> Document segment
<<<<

# Oscillating Spindle Attachment for a Drill Press



## handystanley (Jun 4, 2010)

Does anyone know if there is an attachment that I can put on my drill press to make it an "oscillating" spindle sander?

Thanks!


----------



## BilltheDiver (Jul 2, 2010)

I have one made by Delta, but I don't think it is in production at this time. I was lucky enough to find it new in the box but previously owned at a local hardwood/hardware store. It actually works quite well and I have the advantage of changing the speed to whatever I want. It only takes two thumbscrews to mount or dismount and when on it reduces the overall depth I can drill by about 3/4". I often leave it in place and just remove the drive belt when it is not in use.


----------



## handystanley (Jun 4, 2010)

Really!! I would really like to see a picture of it if you can provide me one.

Thanks!!


----------



## wee3 (Mar 6, 2012)

The above sounds pretty neat,ive used the reg.drums in d.press,with good results,clogs the paper fast though,good luck.


----------



## Sawkerf (Dec 31, 2009)

I've used sanding drums on a drill press, but have never seen one that would oscillate.

>>>>

> Given task A
Can you quote the drill press sander thread from "The above sounds" down to "that would oscillate."?

Labeled point entries
<<<<

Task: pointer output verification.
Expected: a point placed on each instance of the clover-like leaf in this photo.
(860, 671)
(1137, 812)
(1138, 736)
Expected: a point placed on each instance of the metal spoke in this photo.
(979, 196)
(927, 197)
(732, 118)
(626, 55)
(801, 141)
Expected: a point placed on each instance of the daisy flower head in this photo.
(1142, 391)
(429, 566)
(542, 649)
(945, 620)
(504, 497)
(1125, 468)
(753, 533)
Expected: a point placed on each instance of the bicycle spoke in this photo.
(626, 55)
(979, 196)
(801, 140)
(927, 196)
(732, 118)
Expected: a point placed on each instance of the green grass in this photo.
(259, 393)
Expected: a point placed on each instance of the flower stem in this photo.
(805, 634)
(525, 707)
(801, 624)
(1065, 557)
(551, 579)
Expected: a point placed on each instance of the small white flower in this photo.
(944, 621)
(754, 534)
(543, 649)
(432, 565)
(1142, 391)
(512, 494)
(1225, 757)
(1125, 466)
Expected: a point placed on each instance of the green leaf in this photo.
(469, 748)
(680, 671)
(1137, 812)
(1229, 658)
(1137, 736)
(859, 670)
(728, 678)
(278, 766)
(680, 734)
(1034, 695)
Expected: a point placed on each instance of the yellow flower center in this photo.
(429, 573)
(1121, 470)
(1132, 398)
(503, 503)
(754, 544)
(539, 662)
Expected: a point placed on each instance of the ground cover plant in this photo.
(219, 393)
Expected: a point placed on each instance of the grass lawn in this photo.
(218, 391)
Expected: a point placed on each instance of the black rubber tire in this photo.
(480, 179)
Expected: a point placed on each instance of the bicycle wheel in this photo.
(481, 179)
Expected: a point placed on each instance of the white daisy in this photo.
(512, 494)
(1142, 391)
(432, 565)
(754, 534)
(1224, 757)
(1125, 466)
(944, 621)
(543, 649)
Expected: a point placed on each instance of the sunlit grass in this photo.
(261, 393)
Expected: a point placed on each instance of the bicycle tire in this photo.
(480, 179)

>>>>

> Given task B
Could you print the entries from the line containing "Expected: a point placed on each instance of the white" down through the final line of the entries?

> Written response A
The above sounds pretty neat,ive used the reg.drums in d.press,with good results,clogs the paper fast though,good luck.


----------



## Sawkerf (Dec 31, 2009)

I've used sanding drums on a drill press, but have never seen one that would oscillate.

> Written response B
Expected: a point placed on each instance of the white daisy in this photo.
(512, 494)
(1142, 391)
(432, 565)
(754, 534)
(1224, 757)
(1125, 466)
(944, 621)
(543, 649)
Expected: a point placed on each instance of the sunlit grass in this photo.
(261, 393)
Expected: a point placed on each instance of the bicycle tire in this photo.
(480, 179)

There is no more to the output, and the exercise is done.